### Task to complete
Reproduce the passage of the cantaloupe outbreak report below that starts at "In Del Monte’s" and ends after "cartons of cantaloupe.", keeping every word unchanged.

*** Opening Extract ***

Public health officials have identified cantaloupes sold by Del Monte Fresh Produce as the likely cause of a recent Salmonella Panama outbreak that has sickened at least 12 people in 7 western states. The Gables, Florida based company recently recalled nearly 60,000 cantaloupes after learning of the product’s link to the Salmonella outbreak.

“The food industry has a responsibility to produce and sell only food free of contaminants or pathogens; no exceptions”

The cantaloupes were distributed in warehouse clubs in Alaska, California, Colorado, Idaho, Montana, Oregon, and Washington. They were sold in bulk with 3 cantaloupes in one plastic sleeve with a plastic orange handle, the Del Monte logo, and the words “3 Count, Product of Guatemala”.

“The food industry has a responsibility to produce and sell only food free of contaminants or pathogens; no exceptions,” said Bill Marler, Managing Partner of Marler Clark, The Food Safety Law Firm. “It seems clear in this instance that Del Monte has failed to protect the customer and it is only right that the company pay for the medical costs incurred by those sickened from its products.”

This outbreak marks the twelfth documented cantaloupe-based Salmonella outbreak in the United States since 1990, with nearly 950 reported illnesses.

In Del Monte’s case this is the third recall it has issued in less than two years. In late 2009 the California State Department of Public Health warned consumers not to eat Del Monte cantaloupe due to Salmonella and the company recalled 1,120 cartons of its product. Then in 2010, Michigan Department of Agriculture testing detected the presence of Salmonella on Del Monte cantaloupe resulting in the recall of 81 cartons of cantaloupe.

*** Closing Extract ***
*** Opening Data to examine ***

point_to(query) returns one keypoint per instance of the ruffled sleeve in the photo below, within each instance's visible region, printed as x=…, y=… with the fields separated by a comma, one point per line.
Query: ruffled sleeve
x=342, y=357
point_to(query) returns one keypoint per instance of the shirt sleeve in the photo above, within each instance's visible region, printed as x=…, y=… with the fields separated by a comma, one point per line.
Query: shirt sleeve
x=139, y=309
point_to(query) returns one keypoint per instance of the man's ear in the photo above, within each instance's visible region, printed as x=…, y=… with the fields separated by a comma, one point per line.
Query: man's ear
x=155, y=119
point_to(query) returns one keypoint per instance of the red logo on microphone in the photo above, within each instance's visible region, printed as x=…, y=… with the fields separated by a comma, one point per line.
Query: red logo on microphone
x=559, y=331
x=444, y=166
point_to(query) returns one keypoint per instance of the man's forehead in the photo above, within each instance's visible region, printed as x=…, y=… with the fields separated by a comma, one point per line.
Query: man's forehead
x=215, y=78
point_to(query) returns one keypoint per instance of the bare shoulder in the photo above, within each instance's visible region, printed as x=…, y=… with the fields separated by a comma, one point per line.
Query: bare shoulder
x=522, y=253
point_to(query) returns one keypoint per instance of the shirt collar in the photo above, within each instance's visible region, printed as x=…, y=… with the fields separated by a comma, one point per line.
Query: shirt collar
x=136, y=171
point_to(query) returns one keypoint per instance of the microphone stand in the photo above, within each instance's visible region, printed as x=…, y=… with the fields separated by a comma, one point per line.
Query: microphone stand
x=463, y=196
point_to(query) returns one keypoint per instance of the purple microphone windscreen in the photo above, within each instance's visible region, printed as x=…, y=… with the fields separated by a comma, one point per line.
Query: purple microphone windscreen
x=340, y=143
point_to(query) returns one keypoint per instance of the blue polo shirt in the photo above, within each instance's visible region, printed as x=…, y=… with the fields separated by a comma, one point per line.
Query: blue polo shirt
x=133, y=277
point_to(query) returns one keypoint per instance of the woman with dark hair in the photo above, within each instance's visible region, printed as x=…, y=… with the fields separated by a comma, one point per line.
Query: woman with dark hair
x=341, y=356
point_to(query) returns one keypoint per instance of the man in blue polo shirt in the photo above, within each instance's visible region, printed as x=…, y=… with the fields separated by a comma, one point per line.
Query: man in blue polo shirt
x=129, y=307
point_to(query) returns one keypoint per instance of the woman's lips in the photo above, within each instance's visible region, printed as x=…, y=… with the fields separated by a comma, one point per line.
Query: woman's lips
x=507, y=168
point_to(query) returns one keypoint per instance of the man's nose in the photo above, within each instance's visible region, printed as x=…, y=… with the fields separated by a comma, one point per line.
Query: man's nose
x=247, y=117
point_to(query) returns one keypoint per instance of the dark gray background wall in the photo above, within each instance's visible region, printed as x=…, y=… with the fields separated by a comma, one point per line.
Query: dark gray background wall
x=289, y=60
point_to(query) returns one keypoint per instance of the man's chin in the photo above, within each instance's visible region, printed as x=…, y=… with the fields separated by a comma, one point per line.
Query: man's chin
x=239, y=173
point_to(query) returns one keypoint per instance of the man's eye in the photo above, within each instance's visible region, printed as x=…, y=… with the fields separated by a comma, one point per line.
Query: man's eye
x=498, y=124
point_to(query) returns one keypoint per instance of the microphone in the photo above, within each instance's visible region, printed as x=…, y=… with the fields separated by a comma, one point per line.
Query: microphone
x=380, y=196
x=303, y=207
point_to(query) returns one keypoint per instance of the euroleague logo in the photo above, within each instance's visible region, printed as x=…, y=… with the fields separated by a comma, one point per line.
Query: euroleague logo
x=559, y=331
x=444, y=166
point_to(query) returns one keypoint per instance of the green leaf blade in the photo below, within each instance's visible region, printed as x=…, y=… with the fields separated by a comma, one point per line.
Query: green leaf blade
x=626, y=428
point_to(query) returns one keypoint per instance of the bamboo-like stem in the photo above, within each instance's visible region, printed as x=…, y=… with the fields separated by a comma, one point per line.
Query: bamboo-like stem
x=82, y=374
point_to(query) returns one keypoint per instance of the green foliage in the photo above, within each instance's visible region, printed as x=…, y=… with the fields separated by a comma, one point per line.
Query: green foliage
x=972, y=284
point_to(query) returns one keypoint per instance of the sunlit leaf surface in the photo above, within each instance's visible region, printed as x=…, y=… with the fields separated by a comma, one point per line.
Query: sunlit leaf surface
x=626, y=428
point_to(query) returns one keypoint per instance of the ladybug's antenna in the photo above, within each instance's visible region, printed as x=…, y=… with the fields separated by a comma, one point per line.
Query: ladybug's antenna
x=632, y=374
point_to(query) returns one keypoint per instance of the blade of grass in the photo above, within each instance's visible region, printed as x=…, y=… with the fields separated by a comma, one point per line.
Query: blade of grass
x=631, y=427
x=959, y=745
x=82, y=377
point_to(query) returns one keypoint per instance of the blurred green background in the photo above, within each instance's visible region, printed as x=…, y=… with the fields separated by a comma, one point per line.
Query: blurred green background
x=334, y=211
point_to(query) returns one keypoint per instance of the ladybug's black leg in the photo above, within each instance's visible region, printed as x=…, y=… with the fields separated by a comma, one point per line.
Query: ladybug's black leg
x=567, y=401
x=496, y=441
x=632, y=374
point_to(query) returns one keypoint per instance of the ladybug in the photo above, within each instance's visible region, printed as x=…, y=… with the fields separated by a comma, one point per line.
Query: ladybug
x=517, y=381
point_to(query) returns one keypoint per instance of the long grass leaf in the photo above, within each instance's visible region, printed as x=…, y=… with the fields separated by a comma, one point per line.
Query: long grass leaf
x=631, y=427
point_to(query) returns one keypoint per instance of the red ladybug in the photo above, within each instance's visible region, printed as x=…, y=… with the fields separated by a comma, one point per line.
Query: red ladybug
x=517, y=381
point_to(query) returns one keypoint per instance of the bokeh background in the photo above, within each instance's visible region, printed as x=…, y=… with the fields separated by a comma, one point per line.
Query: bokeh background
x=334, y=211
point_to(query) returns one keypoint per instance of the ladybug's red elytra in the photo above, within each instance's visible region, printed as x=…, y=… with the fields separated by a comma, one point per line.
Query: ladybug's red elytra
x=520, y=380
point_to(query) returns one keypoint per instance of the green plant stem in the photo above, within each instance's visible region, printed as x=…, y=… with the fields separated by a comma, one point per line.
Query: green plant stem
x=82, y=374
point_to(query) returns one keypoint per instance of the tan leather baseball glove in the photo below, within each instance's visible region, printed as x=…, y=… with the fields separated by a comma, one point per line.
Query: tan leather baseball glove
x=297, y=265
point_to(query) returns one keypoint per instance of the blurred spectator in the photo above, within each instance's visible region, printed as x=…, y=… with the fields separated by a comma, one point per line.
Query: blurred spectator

*** Closing Data to examine ***

### Written answer
In Del Monte’s case this is the third recall it has issued in less than two years. In late 2009 the California State Department of Public Health warned consumers not to eat Del Monte cantaloupe due to Salmonella and the company recalled 1,120 cartons of its product. Then in 2010, Michigan Department of Agriculture testing detected the presence of Salmonella on Del Monte cantaloupe resulting in the recall of 81 cartons of cantaloupe.